Data supplied:
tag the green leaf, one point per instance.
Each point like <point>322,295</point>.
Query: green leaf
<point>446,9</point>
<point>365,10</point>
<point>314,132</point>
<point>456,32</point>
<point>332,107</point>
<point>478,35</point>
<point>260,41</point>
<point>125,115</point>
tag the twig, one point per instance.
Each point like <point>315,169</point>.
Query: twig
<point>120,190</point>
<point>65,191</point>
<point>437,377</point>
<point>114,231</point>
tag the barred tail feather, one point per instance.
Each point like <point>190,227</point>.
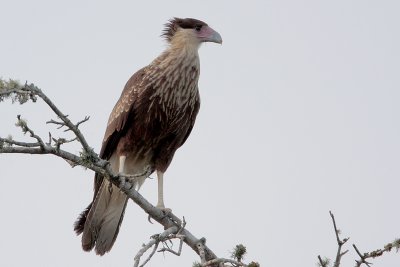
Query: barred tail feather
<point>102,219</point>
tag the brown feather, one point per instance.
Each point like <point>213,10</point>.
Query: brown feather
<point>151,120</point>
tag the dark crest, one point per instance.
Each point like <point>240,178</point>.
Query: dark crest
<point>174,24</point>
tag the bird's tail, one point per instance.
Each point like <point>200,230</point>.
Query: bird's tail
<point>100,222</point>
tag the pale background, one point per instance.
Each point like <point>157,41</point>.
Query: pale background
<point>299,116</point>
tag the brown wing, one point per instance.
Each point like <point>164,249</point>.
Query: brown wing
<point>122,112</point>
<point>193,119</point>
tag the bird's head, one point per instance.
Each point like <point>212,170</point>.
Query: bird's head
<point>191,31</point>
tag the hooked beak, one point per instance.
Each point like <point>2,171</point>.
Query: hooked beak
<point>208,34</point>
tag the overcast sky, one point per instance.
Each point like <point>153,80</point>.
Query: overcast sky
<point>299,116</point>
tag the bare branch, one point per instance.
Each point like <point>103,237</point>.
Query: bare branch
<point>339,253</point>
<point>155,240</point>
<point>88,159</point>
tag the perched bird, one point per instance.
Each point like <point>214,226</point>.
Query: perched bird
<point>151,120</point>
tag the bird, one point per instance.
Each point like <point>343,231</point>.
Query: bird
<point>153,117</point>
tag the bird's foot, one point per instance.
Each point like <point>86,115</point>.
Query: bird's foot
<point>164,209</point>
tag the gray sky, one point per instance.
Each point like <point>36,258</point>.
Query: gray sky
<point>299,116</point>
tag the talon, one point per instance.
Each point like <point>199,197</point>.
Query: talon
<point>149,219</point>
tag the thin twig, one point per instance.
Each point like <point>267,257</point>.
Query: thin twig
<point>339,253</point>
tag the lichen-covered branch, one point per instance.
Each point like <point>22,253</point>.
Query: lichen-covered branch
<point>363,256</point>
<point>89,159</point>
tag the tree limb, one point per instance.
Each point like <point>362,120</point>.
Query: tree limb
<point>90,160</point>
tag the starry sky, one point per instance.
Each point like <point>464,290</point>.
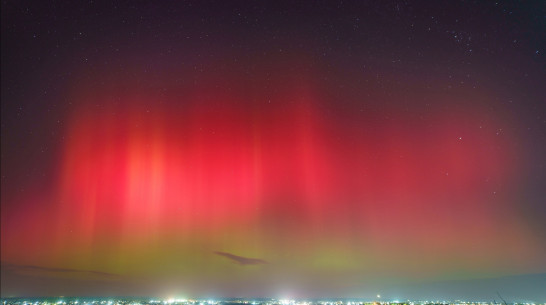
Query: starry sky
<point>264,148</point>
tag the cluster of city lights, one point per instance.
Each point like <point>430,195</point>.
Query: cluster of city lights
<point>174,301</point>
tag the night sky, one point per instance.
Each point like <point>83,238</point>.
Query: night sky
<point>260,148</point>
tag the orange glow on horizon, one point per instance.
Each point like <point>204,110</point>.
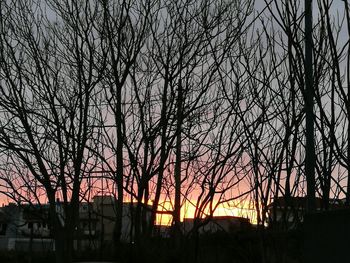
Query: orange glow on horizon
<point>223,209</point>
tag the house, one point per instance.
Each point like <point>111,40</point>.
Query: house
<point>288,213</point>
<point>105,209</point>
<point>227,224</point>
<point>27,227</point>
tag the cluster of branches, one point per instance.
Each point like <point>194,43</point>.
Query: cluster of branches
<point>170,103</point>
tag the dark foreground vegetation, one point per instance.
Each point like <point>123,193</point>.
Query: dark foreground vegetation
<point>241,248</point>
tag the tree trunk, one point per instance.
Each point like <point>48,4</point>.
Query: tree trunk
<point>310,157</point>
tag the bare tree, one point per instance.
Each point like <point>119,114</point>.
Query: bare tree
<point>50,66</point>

Description of the task: Could you replace "instance" with "occurrence" throughout all of the lines above, keep everything else the same, and leave the pictures out?

Answer:
tag the green leaf, one point per occurrence.
Each point like <point>322,295</point>.
Query: green leaf
<point>446,9</point>
<point>365,10</point>
<point>314,132</point>
<point>456,32</point>
<point>332,107</point>
<point>478,35</point>
<point>260,41</point>
<point>125,115</point>
tag the twig, one point per occurrence.
Each point like <point>315,169</point>.
Query: twig
<point>120,190</point>
<point>65,191</point>
<point>437,377</point>
<point>114,231</point>
tag the barred tail feather, one point per occurrence.
Each point like <point>190,227</point>.
Query: barred tail feather
<point>102,219</point>
tag the brown feather, one point per occurrence.
Each point like <point>213,10</point>.
Query: brown feather
<point>151,120</point>
tag the dark crest, one point per occurrence.
Each point like <point>240,178</point>.
Query: dark crest
<point>174,24</point>
tag the bird's tail, one point per occurrence.
Each point like <point>200,230</point>.
Query: bird's tail
<point>100,222</point>
tag the pale background, one point per occurrence.
Each point like <point>157,41</point>.
Query: pale background
<point>299,116</point>
tag the brown wing, one point per occurrence.
Each point like <point>164,249</point>.
Query: brown wing
<point>122,112</point>
<point>193,119</point>
tag the bird's head, one point per occurrence.
Each point like <point>212,170</point>.
Query: bird's head
<point>191,31</point>
tag the hooked beak, one point per occurrence.
Each point like <point>2,171</point>.
Query: hooked beak
<point>208,34</point>
tag the overcast sky, one point per occurrence.
Each point like <point>153,80</point>.
Query: overcast sky
<point>299,116</point>
tag the bare branch, one point per occurrence.
Each point like <point>103,237</point>.
Query: bare branch
<point>339,253</point>
<point>155,240</point>
<point>88,159</point>
tag the perched bird, one point per occurrence.
Each point like <point>214,226</point>.
Query: perched bird
<point>151,120</point>
tag the bird, one point per occurrence.
Each point like <point>343,231</point>.
Query: bird
<point>153,117</point>
tag the bird's foot, one point per occurrence.
Each point like <point>86,115</point>.
Query: bird's foot
<point>164,209</point>
tag the gray sky, one point per occurrence.
Each point like <point>36,258</point>.
Query: gray sky
<point>299,116</point>
tag the talon, one point per occurrence.
Each point like <point>199,197</point>.
Query: talon
<point>149,219</point>
tag the thin twig, one point per occurrence.
Each point like <point>267,257</point>.
Query: thin twig
<point>339,253</point>
tag the lichen-covered branch, one point per occurrence.
Each point like <point>22,253</point>.
Query: lichen-covered branch
<point>363,256</point>
<point>89,159</point>
tag the tree limb, one point per occurrence.
Each point like <point>362,120</point>.
Query: tree limb
<point>90,160</point>
tag the starry sky, one point per occurrence.
Each point like <point>464,290</point>.
Query: starry sky
<point>264,148</point>
tag the cluster of city lights, one point per occurrence.
Each point like <point>430,195</point>.
Query: cluster of city lights
<point>174,301</point>
tag the night sky, one point per occurrence.
Each point like <point>83,238</point>.
Query: night sky
<point>260,148</point>
tag the orange glow on horizon, one point per occurrence.
Each point like <point>204,110</point>.
Query: orange glow on horizon
<point>223,209</point>
tag the house, one point per occurrence.
Each point like <point>111,40</point>.
Query: house
<point>288,213</point>
<point>105,209</point>
<point>227,224</point>
<point>27,227</point>
tag the cluster of branches, one point per occurrence.
Each point like <point>194,43</point>.
Query: cluster of branches
<point>170,103</point>
tag the dark foreground vegetation, one point per occurrence.
Each point like <point>123,193</point>.
Query: dark foreground vegetation
<point>241,248</point>
tag the tree trunk, one point per occurrence.
Each point like <point>48,4</point>.
Query: tree trunk
<point>310,157</point>
tag the bare tree, one point per occurrence.
Each point like <point>119,114</point>.
Query: bare tree
<point>50,66</point>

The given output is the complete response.